Rows from a dataset
■ ■ ■ ■ ■

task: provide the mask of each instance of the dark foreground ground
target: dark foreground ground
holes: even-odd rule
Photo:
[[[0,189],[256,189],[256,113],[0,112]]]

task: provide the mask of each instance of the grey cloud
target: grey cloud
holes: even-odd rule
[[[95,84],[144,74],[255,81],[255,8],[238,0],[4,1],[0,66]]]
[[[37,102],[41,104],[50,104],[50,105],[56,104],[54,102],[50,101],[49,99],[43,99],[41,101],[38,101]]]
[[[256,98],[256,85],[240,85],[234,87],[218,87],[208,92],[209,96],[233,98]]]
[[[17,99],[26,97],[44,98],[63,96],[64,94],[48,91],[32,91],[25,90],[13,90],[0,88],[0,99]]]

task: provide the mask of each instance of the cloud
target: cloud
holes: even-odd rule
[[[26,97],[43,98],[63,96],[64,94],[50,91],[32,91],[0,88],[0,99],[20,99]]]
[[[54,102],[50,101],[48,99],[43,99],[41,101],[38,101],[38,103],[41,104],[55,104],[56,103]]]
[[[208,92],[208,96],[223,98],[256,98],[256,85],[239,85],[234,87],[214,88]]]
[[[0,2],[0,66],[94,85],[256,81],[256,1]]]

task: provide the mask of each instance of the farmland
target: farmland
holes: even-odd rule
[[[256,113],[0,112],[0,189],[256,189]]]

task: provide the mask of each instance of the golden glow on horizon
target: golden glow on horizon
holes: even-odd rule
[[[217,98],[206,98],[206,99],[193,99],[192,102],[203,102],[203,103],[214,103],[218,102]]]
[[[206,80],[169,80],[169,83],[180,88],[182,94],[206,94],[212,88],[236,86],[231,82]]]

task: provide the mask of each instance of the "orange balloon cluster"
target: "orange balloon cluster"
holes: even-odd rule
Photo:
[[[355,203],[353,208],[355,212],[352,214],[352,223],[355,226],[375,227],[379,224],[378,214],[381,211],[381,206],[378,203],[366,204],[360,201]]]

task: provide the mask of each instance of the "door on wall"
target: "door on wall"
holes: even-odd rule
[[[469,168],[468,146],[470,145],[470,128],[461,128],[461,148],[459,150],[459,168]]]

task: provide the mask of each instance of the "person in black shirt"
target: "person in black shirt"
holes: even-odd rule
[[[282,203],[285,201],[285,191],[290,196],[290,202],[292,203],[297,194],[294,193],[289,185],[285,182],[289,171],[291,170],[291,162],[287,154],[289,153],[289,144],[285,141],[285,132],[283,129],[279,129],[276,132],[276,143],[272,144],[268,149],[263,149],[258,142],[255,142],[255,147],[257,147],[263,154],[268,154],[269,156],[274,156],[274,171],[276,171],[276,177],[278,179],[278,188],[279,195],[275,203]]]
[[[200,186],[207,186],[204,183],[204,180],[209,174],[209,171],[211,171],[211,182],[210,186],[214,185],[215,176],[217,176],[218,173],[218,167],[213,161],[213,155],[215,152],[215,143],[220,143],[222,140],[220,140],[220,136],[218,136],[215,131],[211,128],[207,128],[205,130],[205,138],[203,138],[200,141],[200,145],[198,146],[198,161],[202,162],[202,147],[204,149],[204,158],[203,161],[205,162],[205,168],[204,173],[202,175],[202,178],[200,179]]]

■ ■ ■ ■ ■

Repeat all of the records above line for line, changing nothing.

task: provide the mask of each instance of the dark foreground ground
target: dark foreground ground
holes: even-odd rule
Photo:
[[[0,189],[256,189],[256,113],[0,112]]]

task: provide the mask of each instance of the grey cloud
target: grey cloud
holes: even-odd rule
[[[95,84],[144,74],[255,81],[255,8],[238,0],[4,1],[0,66]]]
[[[37,102],[41,104],[50,104],[50,105],[56,104],[54,102],[50,101],[49,99],[43,99],[41,101],[38,101]]]
[[[256,98],[256,85],[240,85],[234,87],[218,87],[208,92],[209,96],[233,98]]]
[[[17,99],[26,97],[44,98],[63,96],[64,94],[48,91],[32,91],[25,90],[13,90],[0,88],[0,99]]]

task: provide the mask of each instance of the cloud
target: cloud
holes: even-odd rule
[[[26,97],[43,98],[63,96],[64,94],[50,91],[32,91],[0,88],[0,99],[20,99]]]
[[[54,102],[50,101],[48,99],[43,99],[41,101],[38,101],[38,103],[41,104],[55,104],[56,103]]]
[[[208,92],[208,96],[223,98],[256,98],[256,85],[239,85],[234,87],[214,88]]]
[[[0,2],[0,66],[94,85],[256,81],[256,1]]]

task: provide the mask of each instance of the farmland
target: farmland
holes: even-odd rule
[[[256,113],[0,112],[0,189],[256,189]]]

task: provide the mask of each instance of the golden glow on horizon
target: golden glow on horizon
holes: even-odd rule
[[[217,98],[206,98],[206,99],[193,99],[192,102],[203,102],[203,103],[214,103],[218,102]]]
[[[206,80],[169,80],[169,83],[180,88],[182,94],[206,94],[212,88],[236,86],[231,82]]]

task: provide the mask of each instance of the "orange balloon cluster"
target: "orange balloon cluster"
holes: even-odd rule
Photo:
[[[355,203],[353,208],[355,212],[352,214],[352,223],[355,226],[375,227],[379,224],[378,214],[381,211],[381,206],[378,203],[366,204],[360,201]]]

task: provide the mask of each instance of the "door on wall"
target: "door on wall"
holes: even-odd rule
[[[469,168],[468,146],[470,145],[470,128],[461,128],[461,148],[459,150],[459,168]]]

task: provide the mask of each instance of the "person in black shirt"
target: "person in black shirt"
holes: even-odd rule
[[[282,203],[285,201],[285,191],[290,196],[290,202],[292,203],[297,194],[294,193],[289,185],[285,182],[289,171],[291,170],[291,162],[287,154],[289,153],[289,144],[285,141],[285,132],[283,129],[279,129],[276,132],[276,143],[272,144],[268,149],[263,149],[258,142],[255,142],[255,147],[257,147],[263,154],[268,154],[269,156],[274,156],[274,171],[276,171],[276,177],[278,179],[278,188],[279,195],[275,203]]]
[[[200,186],[207,186],[204,183],[204,180],[209,174],[209,171],[211,171],[211,182],[210,186],[214,185],[215,176],[217,176],[218,173],[218,167],[213,161],[213,155],[215,152],[215,143],[220,143],[222,140],[220,140],[220,136],[218,136],[215,131],[211,128],[207,128],[205,130],[205,138],[203,138],[200,141],[200,145],[198,146],[198,161],[202,162],[202,147],[204,149],[204,158],[203,161],[205,162],[205,168],[204,173],[202,175],[202,178],[200,179]]]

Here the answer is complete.